- TO DO -
Can you transcribe every record below exactly as it appears?

-------- EXERCISE DATA

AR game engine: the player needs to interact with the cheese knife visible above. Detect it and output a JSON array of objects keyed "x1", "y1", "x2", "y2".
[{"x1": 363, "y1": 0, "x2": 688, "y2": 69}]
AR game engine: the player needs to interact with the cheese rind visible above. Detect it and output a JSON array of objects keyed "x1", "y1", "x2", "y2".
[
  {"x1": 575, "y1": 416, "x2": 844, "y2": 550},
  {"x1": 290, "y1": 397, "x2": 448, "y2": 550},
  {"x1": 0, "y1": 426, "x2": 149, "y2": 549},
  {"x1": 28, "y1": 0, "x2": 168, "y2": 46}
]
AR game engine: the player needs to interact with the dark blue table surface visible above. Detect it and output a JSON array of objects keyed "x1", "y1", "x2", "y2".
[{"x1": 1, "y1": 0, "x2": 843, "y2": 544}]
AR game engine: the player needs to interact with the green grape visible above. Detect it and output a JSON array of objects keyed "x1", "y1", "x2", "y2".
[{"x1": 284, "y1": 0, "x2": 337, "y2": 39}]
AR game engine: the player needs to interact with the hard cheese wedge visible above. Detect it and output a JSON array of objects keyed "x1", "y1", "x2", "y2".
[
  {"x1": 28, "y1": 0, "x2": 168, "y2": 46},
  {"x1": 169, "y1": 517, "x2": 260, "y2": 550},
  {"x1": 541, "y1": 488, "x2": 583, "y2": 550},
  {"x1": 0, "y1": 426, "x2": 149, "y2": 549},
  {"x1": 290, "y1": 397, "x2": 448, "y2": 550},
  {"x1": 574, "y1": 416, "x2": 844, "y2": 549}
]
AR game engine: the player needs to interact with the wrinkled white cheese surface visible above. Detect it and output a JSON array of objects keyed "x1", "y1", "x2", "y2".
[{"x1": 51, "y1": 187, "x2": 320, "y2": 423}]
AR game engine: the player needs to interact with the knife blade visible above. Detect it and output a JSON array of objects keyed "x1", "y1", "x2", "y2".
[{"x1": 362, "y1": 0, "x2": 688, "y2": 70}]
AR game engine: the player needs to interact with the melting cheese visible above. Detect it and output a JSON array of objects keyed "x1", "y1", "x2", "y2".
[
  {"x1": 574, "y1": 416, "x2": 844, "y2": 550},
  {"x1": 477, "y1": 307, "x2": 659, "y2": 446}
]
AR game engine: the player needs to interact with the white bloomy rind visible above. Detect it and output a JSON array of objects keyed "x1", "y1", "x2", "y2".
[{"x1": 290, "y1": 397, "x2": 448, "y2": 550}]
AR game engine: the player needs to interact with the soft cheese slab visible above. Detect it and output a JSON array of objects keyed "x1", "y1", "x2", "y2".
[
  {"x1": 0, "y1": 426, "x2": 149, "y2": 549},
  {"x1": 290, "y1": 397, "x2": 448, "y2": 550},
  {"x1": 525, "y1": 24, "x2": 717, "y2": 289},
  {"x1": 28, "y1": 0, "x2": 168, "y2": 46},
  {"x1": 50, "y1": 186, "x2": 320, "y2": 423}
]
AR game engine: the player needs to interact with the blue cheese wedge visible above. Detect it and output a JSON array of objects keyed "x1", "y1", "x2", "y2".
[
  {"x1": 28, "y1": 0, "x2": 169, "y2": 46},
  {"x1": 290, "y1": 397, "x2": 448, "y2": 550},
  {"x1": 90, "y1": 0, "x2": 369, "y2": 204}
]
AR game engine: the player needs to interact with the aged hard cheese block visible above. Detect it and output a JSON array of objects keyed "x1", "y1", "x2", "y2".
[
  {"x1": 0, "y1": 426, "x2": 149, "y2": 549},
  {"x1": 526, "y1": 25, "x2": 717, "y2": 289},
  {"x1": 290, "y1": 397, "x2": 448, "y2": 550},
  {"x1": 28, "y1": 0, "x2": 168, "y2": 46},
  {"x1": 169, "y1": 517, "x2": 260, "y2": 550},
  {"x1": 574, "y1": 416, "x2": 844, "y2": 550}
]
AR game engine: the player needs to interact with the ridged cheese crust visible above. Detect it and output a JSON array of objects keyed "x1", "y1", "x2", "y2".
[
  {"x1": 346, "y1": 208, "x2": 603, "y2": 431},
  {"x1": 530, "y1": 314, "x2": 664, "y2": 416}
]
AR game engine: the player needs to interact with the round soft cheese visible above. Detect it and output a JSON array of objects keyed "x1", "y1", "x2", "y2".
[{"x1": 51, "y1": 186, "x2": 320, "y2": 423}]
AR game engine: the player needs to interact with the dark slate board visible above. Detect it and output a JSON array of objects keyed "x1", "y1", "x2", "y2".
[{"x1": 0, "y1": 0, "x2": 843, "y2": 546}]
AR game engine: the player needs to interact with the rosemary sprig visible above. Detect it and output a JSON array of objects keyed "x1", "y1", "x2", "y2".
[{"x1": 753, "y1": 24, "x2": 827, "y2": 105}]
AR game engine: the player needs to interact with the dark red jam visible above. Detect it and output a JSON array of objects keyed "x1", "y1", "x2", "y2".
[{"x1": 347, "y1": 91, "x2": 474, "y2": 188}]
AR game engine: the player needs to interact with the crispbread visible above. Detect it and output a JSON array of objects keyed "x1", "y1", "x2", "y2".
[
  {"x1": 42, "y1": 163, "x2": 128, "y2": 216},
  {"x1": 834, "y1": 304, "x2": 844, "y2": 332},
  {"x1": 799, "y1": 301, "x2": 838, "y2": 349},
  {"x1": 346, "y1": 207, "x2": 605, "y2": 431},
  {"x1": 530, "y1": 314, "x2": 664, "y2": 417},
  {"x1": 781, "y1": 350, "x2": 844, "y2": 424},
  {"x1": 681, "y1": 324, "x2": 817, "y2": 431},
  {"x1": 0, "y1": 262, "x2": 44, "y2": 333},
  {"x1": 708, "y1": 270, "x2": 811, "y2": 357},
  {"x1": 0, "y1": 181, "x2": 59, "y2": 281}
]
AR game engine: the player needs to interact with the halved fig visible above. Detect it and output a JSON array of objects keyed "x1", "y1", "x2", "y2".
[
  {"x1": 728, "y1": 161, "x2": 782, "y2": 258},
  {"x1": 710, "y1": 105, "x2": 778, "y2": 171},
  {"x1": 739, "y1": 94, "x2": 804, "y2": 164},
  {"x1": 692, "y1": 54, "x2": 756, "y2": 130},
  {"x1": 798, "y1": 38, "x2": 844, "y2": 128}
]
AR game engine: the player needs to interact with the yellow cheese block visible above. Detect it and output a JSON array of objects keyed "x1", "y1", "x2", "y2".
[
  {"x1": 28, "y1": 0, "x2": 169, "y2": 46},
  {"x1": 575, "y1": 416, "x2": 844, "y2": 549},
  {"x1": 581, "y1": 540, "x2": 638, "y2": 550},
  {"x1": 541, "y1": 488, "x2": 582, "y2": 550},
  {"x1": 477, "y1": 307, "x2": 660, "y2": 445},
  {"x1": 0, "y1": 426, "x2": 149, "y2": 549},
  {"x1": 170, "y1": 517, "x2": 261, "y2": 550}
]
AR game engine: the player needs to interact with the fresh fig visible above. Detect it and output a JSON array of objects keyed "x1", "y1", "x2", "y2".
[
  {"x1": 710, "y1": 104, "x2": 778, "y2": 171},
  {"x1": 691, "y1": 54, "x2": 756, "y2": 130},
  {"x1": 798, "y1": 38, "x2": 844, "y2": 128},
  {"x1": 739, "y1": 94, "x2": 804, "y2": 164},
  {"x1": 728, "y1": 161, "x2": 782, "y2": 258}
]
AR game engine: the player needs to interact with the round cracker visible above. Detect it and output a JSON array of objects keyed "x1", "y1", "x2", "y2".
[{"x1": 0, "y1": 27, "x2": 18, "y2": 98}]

----------------

- WRITTEN RESPONSE -
AR game engine: the player needs to interact with the cheese knife visible above. Detect it and output a JSON array of objects keyed "x1", "y1", "x2", "y2".
[{"x1": 363, "y1": 0, "x2": 688, "y2": 69}]
AR game engine: the player needs to interact with the cheese rind visible above. Detect it and output a JSON array of objects keyed "x1", "y1", "x2", "y2".
[
  {"x1": 575, "y1": 416, "x2": 844, "y2": 550},
  {"x1": 290, "y1": 397, "x2": 448, "y2": 550},
  {"x1": 0, "y1": 426, "x2": 149, "y2": 549},
  {"x1": 28, "y1": 0, "x2": 168, "y2": 46}
]
AR game engine: the player needs to interact with the dark blue table surface visible above. Detect it and output a JSON array of objects keyed "x1", "y1", "x2", "y2".
[{"x1": 1, "y1": 0, "x2": 843, "y2": 544}]
AR game engine: the player needs to interact with the green grape visible above. Detect it and output a JSON array of objects keyed "x1", "y1", "x2", "y2".
[{"x1": 284, "y1": 0, "x2": 337, "y2": 39}]
AR game engine: the player needs to interact with the hard cheese wedge visible above. Detect it and output a JSON array of objects keyed "x1", "y1", "x2", "y2".
[
  {"x1": 28, "y1": 0, "x2": 168, "y2": 46},
  {"x1": 169, "y1": 517, "x2": 260, "y2": 550},
  {"x1": 541, "y1": 488, "x2": 583, "y2": 550},
  {"x1": 0, "y1": 426, "x2": 149, "y2": 549},
  {"x1": 290, "y1": 397, "x2": 448, "y2": 550},
  {"x1": 574, "y1": 416, "x2": 844, "y2": 549}
]
AR game engine: the player needs to interact with the wrinkled white cheese surface visible above. Detect it and output a JSON array of objects keyed "x1", "y1", "x2", "y2".
[{"x1": 51, "y1": 187, "x2": 320, "y2": 423}]
AR game engine: the player needs to interact with the knife blade visible above. Detect it and output a JSON array of objects keyed "x1", "y1", "x2", "y2".
[{"x1": 362, "y1": 0, "x2": 688, "y2": 70}]
AR game engine: the player needs to interact with the melting cheese visible above. Detect it and output a JSON array of objects keyed "x1", "y1", "x2", "y2".
[
  {"x1": 574, "y1": 416, "x2": 844, "y2": 550},
  {"x1": 477, "y1": 307, "x2": 659, "y2": 446}
]
AR game engine: the player needs to interact with the white bloomy rind visible above. Detect it and output a JSON array of objects keyed "x1", "y1", "x2", "y2".
[{"x1": 290, "y1": 397, "x2": 448, "y2": 550}]
AR game engine: the player needs to interact with the soft cheese slab visible above. Detect it and output a JSON array of objects keyed "x1", "y1", "x2", "y2".
[
  {"x1": 0, "y1": 426, "x2": 149, "y2": 549},
  {"x1": 290, "y1": 397, "x2": 448, "y2": 550},
  {"x1": 525, "y1": 24, "x2": 717, "y2": 289},
  {"x1": 28, "y1": 0, "x2": 168, "y2": 46},
  {"x1": 50, "y1": 186, "x2": 320, "y2": 423}
]
AR game engine: the player needs to interact with the blue cheese wedge visible above. Detect it and output a JSON array of objects keyed "x1", "y1", "x2", "y2".
[
  {"x1": 28, "y1": 0, "x2": 169, "y2": 46},
  {"x1": 290, "y1": 397, "x2": 448, "y2": 550},
  {"x1": 90, "y1": 0, "x2": 369, "y2": 204}
]
AR game engine: the player needs to interact with the aged hard cheese block visible above. Detect it and output a JSON array of objects keyed "x1", "y1", "x2", "y2".
[
  {"x1": 0, "y1": 426, "x2": 149, "y2": 549},
  {"x1": 526, "y1": 25, "x2": 717, "y2": 289},
  {"x1": 290, "y1": 397, "x2": 448, "y2": 550},
  {"x1": 28, "y1": 0, "x2": 168, "y2": 46},
  {"x1": 169, "y1": 517, "x2": 260, "y2": 550},
  {"x1": 574, "y1": 416, "x2": 844, "y2": 550}
]
AR game engine: the player needs to interact with the ridged cheese crust visible above. Detect it and output a JSON array of objects keyed "x1", "y1", "x2", "y2".
[
  {"x1": 346, "y1": 208, "x2": 603, "y2": 431},
  {"x1": 530, "y1": 314, "x2": 664, "y2": 416}
]
AR game engine: the player needs to interact with the round soft cheese visible above. Detect it and output a JSON array of objects keyed "x1", "y1", "x2", "y2".
[{"x1": 51, "y1": 186, "x2": 320, "y2": 423}]
AR game engine: the player needs to interact with the dark slate board visible above. Detect it and output a JSON array of objects keyed "x1", "y1", "x2", "y2".
[{"x1": 0, "y1": 0, "x2": 843, "y2": 546}]
AR game engine: the player needs to interact with the rosemary sprig visible above. Detect it and output a JSON array of objects keyed "x1", "y1", "x2", "y2".
[{"x1": 753, "y1": 24, "x2": 827, "y2": 105}]
AR game engine: the player needs to interact with the dark red jam visible above. Detect it and output a JSON array of objects keyed "x1", "y1", "x2", "y2".
[{"x1": 347, "y1": 91, "x2": 474, "y2": 188}]
AR game engine: the player needs to interact with the crispbread visible above. Detect it and output a JSON array of objects keyed "x1", "y1", "x2", "y2".
[
  {"x1": 42, "y1": 163, "x2": 128, "y2": 216},
  {"x1": 834, "y1": 304, "x2": 844, "y2": 332},
  {"x1": 799, "y1": 301, "x2": 838, "y2": 349},
  {"x1": 346, "y1": 207, "x2": 605, "y2": 431},
  {"x1": 530, "y1": 314, "x2": 664, "y2": 417},
  {"x1": 781, "y1": 350, "x2": 844, "y2": 424},
  {"x1": 681, "y1": 324, "x2": 817, "y2": 431},
  {"x1": 0, "y1": 262, "x2": 44, "y2": 333},
  {"x1": 708, "y1": 270, "x2": 811, "y2": 357},
  {"x1": 0, "y1": 181, "x2": 59, "y2": 281}
]
AR game engine: the player needs to interact with the halved fig visible above. Detect it and output a JSON array of objects keyed "x1", "y1", "x2", "y2".
[
  {"x1": 728, "y1": 161, "x2": 782, "y2": 258},
  {"x1": 710, "y1": 105, "x2": 778, "y2": 171},
  {"x1": 739, "y1": 94, "x2": 804, "y2": 164},
  {"x1": 692, "y1": 54, "x2": 756, "y2": 130},
  {"x1": 798, "y1": 38, "x2": 844, "y2": 128}
]
AR game engine: the player needs to interact with the yellow cheese block visible above. Detect it and output a JSON array of objects keyed "x1", "y1", "x2", "y2".
[
  {"x1": 28, "y1": 0, "x2": 169, "y2": 46},
  {"x1": 575, "y1": 416, "x2": 844, "y2": 549},
  {"x1": 581, "y1": 540, "x2": 638, "y2": 550},
  {"x1": 541, "y1": 488, "x2": 582, "y2": 550},
  {"x1": 477, "y1": 307, "x2": 660, "y2": 445},
  {"x1": 0, "y1": 426, "x2": 149, "y2": 549},
  {"x1": 170, "y1": 517, "x2": 261, "y2": 550}
]
AR game engine: the player needs to interact with the fresh fig visible above. Detect it and output a JSON array of objects keyed "x1", "y1", "x2", "y2".
[
  {"x1": 710, "y1": 104, "x2": 778, "y2": 171},
  {"x1": 691, "y1": 54, "x2": 756, "y2": 130},
  {"x1": 798, "y1": 38, "x2": 844, "y2": 128},
  {"x1": 739, "y1": 94, "x2": 804, "y2": 164},
  {"x1": 728, "y1": 161, "x2": 782, "y2": 258}
]
AR game engine: the player needs to interact with the round cracker visible above. Detect it and output a JSON array of objects keyed "x1", "y1", "x2", "y2".
[{"x1": 0, "y1": 27, "x2": 18, "y2": 98}]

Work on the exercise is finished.